• [Written task] Repeat the following lines word for word, leaving out the pictures.

(Location identification entries)
>> Begin

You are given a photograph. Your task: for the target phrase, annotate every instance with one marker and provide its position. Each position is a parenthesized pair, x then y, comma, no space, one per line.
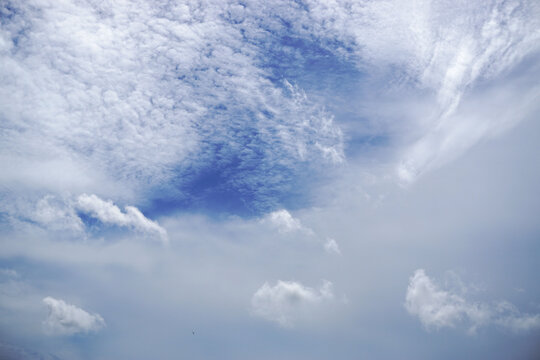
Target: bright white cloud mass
(438,308)
(160,160)
(287,301)
(67,319)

>> End

• [Expected output]
You are given a photograph. Your task: for the target phrase, annotate every instance with one marker and provide its position. Each position is a parenthesized pair, x then y, comma, no space, one per line.
Target: bright white cloud mass
(438,308)
(160,160)
(287,301)
(67,319)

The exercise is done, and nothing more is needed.